Problem requirements:
Give only the number of lines below that contain the string "ceiling".

>>>>

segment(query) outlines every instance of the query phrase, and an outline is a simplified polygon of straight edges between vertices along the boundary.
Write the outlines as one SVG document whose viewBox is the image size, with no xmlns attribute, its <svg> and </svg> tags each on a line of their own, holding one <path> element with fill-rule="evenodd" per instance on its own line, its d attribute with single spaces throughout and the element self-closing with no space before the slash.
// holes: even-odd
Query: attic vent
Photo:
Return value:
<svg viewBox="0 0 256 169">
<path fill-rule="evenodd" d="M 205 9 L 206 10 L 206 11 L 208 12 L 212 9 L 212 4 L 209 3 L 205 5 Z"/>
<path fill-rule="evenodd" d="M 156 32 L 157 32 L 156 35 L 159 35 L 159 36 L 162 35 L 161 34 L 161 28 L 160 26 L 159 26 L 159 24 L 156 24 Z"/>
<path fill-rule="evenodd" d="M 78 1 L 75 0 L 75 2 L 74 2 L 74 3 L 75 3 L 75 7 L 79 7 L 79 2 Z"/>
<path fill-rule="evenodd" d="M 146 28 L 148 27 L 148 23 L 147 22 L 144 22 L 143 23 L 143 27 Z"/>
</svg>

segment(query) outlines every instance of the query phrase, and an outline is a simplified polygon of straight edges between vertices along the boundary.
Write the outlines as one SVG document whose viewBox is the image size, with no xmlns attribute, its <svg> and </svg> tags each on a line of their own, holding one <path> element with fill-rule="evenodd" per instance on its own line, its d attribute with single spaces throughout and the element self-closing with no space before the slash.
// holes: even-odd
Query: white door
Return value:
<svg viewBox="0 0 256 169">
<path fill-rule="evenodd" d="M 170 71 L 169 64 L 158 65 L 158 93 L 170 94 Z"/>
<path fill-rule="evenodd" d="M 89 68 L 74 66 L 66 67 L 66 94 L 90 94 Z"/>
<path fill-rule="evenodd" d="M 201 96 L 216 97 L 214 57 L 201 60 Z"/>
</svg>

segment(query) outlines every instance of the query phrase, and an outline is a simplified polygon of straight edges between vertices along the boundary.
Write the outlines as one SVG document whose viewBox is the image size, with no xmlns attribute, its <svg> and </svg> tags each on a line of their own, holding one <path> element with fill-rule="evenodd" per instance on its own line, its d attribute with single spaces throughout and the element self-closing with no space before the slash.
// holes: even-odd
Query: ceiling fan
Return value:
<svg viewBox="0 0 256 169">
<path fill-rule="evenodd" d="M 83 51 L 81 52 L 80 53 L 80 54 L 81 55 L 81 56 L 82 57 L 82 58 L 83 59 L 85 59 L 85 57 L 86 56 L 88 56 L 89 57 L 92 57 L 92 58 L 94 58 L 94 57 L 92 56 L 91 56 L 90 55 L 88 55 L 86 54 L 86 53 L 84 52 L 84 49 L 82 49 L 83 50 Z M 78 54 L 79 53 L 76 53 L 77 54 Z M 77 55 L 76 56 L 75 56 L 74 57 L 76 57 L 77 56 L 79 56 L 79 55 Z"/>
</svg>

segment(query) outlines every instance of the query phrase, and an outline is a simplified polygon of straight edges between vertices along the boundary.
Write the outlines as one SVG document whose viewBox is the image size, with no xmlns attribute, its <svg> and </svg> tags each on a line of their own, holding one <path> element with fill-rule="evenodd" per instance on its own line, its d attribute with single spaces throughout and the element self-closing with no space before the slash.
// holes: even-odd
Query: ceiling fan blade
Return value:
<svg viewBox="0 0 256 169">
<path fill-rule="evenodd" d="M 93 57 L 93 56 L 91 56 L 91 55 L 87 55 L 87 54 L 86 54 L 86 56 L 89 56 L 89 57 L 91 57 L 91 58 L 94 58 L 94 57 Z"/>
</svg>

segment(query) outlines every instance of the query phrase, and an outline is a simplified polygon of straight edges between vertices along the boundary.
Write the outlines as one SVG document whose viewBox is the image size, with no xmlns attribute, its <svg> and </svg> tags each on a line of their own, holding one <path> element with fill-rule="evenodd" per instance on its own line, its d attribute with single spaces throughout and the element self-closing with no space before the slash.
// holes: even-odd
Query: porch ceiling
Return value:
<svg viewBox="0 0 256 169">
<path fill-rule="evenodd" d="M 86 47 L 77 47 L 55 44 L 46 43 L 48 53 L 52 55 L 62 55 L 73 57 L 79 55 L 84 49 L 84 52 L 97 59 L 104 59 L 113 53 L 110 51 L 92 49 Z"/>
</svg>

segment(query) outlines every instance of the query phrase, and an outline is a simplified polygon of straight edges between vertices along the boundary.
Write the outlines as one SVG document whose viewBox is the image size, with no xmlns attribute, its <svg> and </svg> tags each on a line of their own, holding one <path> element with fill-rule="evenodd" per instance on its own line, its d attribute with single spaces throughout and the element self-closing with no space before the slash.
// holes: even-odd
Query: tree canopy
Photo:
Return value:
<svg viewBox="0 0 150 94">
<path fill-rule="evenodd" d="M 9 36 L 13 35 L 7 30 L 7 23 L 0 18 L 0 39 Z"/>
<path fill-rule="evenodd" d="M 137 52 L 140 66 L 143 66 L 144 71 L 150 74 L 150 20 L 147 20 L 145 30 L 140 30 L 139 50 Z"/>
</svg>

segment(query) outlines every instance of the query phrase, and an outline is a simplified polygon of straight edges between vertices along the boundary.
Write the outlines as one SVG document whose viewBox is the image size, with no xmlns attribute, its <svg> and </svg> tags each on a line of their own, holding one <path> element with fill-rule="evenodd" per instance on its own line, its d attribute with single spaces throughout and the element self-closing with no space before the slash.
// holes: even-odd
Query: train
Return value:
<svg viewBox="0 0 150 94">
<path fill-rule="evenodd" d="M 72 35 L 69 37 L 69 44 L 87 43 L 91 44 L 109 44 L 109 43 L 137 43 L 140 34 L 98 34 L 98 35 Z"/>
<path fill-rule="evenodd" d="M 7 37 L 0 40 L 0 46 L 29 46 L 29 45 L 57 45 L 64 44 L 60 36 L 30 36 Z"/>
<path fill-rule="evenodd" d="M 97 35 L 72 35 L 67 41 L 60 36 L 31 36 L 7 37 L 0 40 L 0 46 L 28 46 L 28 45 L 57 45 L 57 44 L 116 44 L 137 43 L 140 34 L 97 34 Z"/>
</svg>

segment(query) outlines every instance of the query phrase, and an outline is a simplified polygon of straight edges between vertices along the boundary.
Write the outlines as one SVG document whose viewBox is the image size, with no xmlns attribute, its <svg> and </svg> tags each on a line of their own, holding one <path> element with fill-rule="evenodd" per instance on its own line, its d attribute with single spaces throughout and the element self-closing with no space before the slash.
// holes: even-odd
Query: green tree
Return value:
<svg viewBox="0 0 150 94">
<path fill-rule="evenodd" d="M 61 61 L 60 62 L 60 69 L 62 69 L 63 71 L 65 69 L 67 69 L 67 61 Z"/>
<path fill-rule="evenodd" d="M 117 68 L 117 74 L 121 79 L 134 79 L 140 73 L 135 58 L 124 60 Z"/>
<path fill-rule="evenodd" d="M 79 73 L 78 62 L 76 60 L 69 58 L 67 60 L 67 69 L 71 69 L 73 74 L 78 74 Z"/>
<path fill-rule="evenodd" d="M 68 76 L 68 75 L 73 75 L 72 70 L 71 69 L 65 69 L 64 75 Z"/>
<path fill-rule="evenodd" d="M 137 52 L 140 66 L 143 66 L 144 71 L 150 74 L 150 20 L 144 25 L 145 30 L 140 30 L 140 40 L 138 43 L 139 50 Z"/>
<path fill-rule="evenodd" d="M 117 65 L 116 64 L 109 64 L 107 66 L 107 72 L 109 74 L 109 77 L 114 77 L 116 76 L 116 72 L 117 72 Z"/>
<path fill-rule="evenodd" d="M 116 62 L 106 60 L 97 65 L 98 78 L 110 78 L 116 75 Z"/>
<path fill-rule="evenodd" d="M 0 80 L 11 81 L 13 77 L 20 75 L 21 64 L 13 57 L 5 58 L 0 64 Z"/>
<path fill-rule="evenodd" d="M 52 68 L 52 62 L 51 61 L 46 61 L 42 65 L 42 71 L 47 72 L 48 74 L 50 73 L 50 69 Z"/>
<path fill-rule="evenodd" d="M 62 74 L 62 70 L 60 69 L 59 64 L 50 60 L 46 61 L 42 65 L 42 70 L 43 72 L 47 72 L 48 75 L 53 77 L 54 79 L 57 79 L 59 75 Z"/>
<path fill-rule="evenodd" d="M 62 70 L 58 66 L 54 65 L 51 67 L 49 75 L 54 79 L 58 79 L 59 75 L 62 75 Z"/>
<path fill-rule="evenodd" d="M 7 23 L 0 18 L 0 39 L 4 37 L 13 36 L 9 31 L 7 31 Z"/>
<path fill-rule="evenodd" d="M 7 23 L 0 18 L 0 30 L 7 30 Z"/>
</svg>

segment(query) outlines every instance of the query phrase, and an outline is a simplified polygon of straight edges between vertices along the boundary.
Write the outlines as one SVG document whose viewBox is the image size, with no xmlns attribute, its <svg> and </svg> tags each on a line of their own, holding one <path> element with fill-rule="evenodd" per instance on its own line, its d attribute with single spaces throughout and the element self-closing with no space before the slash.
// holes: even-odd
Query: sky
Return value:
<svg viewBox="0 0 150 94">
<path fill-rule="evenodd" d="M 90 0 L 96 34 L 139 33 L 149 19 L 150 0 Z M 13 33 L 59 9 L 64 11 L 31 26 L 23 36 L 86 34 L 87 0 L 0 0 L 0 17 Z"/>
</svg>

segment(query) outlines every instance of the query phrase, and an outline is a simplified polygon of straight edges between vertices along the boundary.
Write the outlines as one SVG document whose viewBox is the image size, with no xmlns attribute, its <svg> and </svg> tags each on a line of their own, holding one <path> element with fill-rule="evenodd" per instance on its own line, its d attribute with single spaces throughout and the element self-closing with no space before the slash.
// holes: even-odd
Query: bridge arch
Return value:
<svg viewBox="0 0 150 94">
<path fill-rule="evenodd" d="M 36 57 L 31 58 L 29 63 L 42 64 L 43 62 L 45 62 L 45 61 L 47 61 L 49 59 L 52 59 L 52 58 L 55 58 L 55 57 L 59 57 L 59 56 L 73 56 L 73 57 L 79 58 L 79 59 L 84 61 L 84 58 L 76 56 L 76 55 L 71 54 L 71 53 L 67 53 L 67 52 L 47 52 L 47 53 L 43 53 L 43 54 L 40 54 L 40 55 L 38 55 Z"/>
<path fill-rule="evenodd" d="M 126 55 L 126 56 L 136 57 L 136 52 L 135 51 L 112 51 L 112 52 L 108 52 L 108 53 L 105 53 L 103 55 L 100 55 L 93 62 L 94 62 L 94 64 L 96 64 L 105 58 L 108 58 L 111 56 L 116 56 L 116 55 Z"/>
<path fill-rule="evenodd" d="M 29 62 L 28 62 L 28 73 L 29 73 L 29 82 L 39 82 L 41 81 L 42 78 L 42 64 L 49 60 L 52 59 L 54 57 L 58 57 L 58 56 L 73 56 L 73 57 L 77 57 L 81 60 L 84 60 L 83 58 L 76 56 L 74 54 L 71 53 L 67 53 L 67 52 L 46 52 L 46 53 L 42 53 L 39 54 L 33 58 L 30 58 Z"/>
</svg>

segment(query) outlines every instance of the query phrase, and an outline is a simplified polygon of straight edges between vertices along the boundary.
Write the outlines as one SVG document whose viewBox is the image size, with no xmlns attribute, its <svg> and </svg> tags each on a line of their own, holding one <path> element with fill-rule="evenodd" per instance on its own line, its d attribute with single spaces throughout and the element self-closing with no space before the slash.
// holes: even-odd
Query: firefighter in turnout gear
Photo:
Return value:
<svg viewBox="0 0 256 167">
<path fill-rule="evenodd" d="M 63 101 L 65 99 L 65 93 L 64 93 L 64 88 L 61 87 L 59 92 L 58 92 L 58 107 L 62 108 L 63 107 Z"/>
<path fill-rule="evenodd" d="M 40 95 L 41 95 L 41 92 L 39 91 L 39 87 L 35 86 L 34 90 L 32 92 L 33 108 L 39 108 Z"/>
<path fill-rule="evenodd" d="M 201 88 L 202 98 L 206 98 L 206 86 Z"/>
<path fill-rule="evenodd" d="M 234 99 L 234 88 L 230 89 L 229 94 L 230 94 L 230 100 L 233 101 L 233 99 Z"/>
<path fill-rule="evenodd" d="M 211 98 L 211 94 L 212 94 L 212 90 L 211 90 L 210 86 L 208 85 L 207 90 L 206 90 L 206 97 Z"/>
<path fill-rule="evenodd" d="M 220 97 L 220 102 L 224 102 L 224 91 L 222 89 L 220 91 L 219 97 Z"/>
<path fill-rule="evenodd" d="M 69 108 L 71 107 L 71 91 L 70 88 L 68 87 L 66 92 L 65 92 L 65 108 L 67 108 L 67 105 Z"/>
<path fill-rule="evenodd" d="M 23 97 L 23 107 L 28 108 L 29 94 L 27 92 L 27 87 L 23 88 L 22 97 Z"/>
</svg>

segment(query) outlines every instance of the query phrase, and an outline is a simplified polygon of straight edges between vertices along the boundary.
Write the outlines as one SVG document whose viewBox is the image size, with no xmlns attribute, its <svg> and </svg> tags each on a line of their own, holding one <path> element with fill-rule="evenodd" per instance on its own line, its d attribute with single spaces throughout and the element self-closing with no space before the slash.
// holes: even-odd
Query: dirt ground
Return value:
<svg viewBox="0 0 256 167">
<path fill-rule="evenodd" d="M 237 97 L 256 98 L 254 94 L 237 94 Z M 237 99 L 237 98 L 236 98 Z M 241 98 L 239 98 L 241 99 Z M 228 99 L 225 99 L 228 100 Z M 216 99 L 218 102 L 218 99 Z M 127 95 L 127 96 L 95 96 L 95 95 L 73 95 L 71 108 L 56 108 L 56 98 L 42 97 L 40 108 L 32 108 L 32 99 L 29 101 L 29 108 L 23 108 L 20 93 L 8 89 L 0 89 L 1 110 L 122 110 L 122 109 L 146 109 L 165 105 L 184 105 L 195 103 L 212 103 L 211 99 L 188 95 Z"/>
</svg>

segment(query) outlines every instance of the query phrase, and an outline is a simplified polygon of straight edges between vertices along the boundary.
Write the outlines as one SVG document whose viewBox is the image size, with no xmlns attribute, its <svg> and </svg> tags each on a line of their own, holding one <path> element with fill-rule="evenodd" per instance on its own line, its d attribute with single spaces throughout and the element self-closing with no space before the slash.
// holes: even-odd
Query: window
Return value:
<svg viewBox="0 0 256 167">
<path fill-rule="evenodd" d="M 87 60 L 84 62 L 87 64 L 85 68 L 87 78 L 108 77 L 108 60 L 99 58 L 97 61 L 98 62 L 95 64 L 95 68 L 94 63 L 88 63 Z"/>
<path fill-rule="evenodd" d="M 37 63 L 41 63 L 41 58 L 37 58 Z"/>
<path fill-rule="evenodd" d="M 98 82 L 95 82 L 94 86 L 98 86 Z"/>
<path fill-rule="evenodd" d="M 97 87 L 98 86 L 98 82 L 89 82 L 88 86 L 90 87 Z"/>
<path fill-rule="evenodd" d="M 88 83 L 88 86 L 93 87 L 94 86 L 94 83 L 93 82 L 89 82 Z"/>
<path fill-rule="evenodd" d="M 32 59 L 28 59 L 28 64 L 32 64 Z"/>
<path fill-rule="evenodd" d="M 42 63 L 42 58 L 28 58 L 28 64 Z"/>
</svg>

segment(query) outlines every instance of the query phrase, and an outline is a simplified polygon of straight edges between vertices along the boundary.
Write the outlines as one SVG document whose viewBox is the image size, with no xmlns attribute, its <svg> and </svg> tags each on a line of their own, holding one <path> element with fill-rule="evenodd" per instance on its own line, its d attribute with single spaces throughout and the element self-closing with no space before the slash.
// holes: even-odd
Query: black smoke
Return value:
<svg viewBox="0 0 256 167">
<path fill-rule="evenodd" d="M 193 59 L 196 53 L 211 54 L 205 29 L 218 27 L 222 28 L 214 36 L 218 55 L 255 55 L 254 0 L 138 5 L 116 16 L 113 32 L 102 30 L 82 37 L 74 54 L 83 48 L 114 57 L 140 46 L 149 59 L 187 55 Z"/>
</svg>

<<<<

Answer to this task:
3